• [MATERIAL PROVIDED]
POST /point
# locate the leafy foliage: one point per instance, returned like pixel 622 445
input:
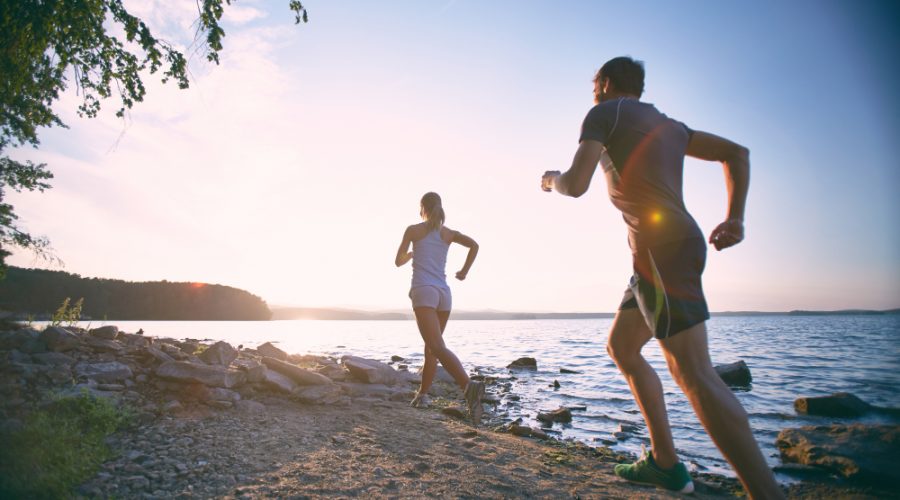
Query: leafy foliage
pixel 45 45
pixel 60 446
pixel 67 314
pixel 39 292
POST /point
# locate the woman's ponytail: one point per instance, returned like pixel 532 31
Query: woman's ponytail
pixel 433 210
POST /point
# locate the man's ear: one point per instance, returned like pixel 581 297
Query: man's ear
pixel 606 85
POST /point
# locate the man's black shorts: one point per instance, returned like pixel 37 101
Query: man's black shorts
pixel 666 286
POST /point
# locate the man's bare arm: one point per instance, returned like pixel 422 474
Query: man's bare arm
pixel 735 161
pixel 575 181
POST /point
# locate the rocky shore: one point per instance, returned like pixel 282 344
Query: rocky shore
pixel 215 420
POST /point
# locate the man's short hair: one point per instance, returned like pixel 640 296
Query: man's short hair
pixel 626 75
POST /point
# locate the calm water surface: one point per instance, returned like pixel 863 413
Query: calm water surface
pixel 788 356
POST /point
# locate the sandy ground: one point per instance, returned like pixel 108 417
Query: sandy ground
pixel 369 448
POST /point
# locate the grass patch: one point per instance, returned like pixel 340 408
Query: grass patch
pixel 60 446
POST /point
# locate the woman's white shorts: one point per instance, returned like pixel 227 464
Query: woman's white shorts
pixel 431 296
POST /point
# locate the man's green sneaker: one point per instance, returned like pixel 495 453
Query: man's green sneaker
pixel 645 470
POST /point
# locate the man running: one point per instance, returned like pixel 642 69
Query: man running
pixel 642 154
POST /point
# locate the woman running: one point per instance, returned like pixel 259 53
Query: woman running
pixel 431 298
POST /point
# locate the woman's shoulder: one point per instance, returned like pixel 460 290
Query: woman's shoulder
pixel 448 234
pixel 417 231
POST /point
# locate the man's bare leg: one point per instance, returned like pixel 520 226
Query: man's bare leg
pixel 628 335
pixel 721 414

---

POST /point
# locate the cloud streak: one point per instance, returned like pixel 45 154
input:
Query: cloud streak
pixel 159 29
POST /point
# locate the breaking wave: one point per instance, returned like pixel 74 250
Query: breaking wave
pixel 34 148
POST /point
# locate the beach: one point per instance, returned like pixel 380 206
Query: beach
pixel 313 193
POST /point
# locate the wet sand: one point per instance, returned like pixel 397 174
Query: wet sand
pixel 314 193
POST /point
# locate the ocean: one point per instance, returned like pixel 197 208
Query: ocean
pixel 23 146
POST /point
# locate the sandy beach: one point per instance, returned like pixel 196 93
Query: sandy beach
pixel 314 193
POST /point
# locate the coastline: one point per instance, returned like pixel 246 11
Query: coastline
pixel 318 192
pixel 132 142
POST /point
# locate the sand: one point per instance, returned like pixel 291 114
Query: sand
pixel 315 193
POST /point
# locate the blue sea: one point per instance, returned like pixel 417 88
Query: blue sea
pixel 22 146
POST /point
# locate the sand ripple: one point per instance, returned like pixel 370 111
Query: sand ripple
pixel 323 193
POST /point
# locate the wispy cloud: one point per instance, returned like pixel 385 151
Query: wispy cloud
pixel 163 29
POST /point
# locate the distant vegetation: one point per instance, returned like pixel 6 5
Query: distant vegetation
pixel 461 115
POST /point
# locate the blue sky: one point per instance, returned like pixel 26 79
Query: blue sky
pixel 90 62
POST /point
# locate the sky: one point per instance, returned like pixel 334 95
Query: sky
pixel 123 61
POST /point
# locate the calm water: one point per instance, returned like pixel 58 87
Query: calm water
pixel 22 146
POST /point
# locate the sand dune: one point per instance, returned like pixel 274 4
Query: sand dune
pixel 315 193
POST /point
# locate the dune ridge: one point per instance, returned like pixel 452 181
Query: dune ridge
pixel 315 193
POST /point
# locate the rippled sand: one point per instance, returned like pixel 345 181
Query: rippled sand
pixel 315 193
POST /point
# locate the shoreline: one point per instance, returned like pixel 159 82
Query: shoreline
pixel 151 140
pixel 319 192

--

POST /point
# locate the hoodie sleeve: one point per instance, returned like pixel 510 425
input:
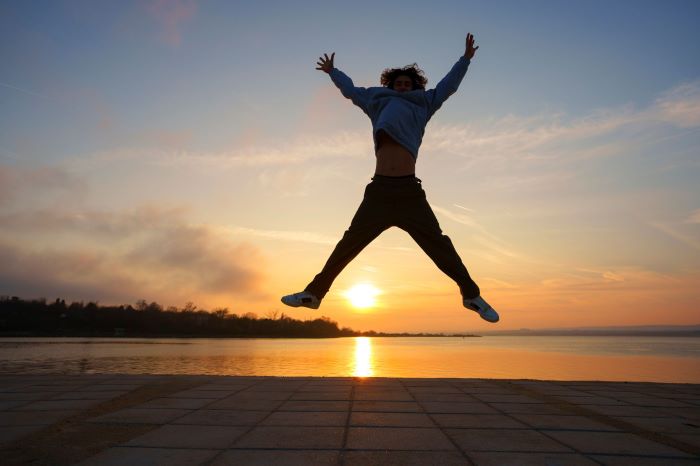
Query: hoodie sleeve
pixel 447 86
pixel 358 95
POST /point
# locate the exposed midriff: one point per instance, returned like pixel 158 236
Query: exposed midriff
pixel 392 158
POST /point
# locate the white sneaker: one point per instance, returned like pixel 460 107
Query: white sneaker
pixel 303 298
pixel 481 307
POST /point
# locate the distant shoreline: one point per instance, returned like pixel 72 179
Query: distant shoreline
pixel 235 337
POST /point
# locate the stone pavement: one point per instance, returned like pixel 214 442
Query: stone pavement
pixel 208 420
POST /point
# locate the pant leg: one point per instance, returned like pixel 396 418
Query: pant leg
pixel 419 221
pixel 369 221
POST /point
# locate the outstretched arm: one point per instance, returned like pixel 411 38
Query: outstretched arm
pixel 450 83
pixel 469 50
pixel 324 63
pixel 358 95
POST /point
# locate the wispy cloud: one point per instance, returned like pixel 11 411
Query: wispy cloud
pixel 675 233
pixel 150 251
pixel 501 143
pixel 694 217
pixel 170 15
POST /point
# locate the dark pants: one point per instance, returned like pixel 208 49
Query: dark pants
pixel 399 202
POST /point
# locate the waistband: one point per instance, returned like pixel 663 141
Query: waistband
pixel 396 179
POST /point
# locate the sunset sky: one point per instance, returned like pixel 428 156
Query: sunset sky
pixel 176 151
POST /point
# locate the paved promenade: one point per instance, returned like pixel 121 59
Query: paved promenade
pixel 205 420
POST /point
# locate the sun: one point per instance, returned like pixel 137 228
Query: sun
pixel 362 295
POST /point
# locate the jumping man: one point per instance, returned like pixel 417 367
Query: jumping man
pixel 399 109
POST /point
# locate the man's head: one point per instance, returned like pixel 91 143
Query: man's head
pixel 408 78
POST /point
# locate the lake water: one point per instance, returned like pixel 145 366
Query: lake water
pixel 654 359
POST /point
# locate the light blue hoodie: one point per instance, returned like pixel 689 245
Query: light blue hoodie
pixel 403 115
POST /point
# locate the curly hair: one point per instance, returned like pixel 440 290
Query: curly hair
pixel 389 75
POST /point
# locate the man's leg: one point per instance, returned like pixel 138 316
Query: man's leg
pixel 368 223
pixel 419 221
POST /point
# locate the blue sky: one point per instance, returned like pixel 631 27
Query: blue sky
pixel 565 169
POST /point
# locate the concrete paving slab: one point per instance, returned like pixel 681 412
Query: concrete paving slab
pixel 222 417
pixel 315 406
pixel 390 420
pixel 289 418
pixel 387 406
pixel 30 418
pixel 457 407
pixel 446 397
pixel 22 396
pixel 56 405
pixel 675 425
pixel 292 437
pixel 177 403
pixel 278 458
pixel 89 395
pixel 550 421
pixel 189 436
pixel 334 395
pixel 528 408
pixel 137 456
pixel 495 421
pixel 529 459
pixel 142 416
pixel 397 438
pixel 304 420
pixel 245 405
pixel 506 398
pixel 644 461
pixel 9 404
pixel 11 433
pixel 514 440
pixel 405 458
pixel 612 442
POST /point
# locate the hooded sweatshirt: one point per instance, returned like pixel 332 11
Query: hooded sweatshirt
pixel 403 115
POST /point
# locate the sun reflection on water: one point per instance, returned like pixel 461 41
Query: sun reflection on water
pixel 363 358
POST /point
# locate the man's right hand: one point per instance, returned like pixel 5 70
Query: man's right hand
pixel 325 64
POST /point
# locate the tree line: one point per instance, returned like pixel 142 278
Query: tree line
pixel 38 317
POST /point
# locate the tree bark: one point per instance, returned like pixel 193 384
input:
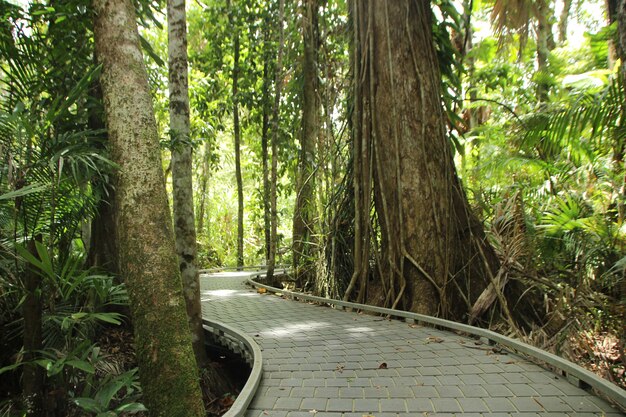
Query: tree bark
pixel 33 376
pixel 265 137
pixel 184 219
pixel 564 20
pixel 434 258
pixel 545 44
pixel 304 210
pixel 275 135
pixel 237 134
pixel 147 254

• [TASK BRIEF]
Tally the lines above that contain the string "leafy", treating case as significant, and reply with only that number.

• [ANSWER TO THE PROBLEM]
2